◆ **Texto seleccionado**
++++++++
Las entradas al ballet me las mandaron por email. No las encuentro ahora. Vaya a la ventanilla, sir, pero no encuentran mi nombre y tienen que imprimir de nuevo mis boletos. ¿Se nota mucho que es nuestra primera vez? Hay mesas y venta de bebidas al entrar. Martha quería comprar algún vino. Buscamos la sección M. Nos mandan a tomar el elevador al piso 5. Buscamos un baño, pero tomamos la dirección equivocada, los baños están junto a los elevadores. ¿Dónde está la sección M? Balcony, sir, piso seis, sir. Ah, ya, vale, nos ha tocado gallinero. Vuelta a los elevadores. Alguna gente con traje y sin corbata trae cervezas en las manos.
La sección M está semivacía. Da mucho vértigo. Martha dice que se siente resfriada. La vista es espectacular. Comienza la función y olvidamos todo. Vimos la película hace años, ¿te acuerdas?, con Ralph Fiennes haciendo de Oneguin. No recuerdo la historia, debo leer el programa de mano, siempre huelen igual. Okey, mira, Lensky es novio de Olga y llega con un amigo urbanita, Oneguin. Tatiana es la que lee novelas y poemas y se enamora de Oneguin, que la rechaza porque su amor es adolescente y además es una chicuela de campo. Oneguin intenta seducir a Olga y ofende a Lensky. Ni come ni deja comer. El dilema se resuelve en un duelo, muere Lensky a manos de su amigo. El programa aclara que se usarán armas de fuego teatrales. Pero el duelo ocurre en las sombras desde donde se escucha un sonido falso de disparo y un cuerpo que cae.
Los intermedios son de unos veinte minutos y hay dos. La obra va a durar más de dos horas. Gian Carlos es un bailarín espléndido. Llegó a la compañía el año pasado, vino del Ballet de Washington. Me sigue admirando que entre algunos jóvenes cubanos y sus familias se conserve el prestigio de ser bailarín clásico. Esto empezó hace más de setenta años en una islita azucarera del Caribe, el castrismo decidió seguir apoyándolo (al final los rusos eran los mejores en esto y eran sus aliados) y aquí estamos, fascinados con el profesionalismo y las magníficas condiciones técnicas de un bailarín que nació sabe dios en qué barrio habanero. Carlos Acosta también fue miembro de esta compañía hace años, también era negro y venía de una familia humilde, padre camionero, que lo apoyó, y de Pinar del Río al mundo.
++++++++
(Extractos de un conjunto de datos)
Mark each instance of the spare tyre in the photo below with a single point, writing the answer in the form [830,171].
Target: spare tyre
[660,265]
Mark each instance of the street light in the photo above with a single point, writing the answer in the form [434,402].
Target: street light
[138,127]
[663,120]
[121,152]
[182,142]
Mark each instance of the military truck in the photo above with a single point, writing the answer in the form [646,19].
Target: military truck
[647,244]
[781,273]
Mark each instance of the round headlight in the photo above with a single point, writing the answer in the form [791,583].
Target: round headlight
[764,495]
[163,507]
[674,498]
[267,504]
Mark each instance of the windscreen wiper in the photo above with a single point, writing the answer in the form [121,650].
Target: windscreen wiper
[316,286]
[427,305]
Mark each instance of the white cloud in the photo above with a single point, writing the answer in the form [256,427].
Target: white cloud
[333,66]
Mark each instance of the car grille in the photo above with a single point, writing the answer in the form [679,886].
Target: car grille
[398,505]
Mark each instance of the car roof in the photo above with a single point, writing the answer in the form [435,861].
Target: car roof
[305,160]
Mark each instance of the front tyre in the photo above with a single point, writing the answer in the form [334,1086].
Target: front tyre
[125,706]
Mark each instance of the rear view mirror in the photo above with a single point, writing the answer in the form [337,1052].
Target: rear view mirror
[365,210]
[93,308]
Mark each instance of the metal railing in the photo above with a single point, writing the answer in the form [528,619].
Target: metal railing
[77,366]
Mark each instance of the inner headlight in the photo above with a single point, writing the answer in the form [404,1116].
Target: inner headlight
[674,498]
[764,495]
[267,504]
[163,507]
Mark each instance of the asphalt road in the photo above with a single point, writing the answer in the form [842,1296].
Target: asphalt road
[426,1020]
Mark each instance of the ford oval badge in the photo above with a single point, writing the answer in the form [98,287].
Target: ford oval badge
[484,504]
++++++++
◆ **Actividades**
1. Según el texto sobre la función de ballet, explica en una a tres oraciones por qué Oneguin rechaza a Tatiana.
2. Actualiza el fragmento del texto sobre la función de ballet que empieza en "Las entradas al" y termina en "en las manos.", sustituyendo "Martha" por "Lucía".
Los registros no guardan relación con el texto sobre la función de ballet.

◆ **Respuestas en orden**
1. Oneguin rechaza a Tatiana porque su amor es adolescente. Además, ella es una chicuela de campo.

2.
Las entradas al ballet me las mandaron por email. No las encuentro ahora. Vaya a la ventanilla, sir, pero no encuentran mi nombre y tienen que imprimir de nuevo mis boletos. ¿Se nota mucho que es nuestra primera vez? Hay mesas y venta de bebidas al entrar. Lucía quería comprar algún vino. Buscamos la sección M. Nos mandan a tomar el elevador al piso 5. Buscamos un baño, pero tomamos la dirección equivocada, los baños están junto a los elevadores. ¿Dónde está la sección M? Balcony, sir, piso seis, sir. Ah, ya, vale, nos ha tocado gallinero. Vuelta a los elevadores. Alguna gente con traje y sin corbata trae cervezas en las manos.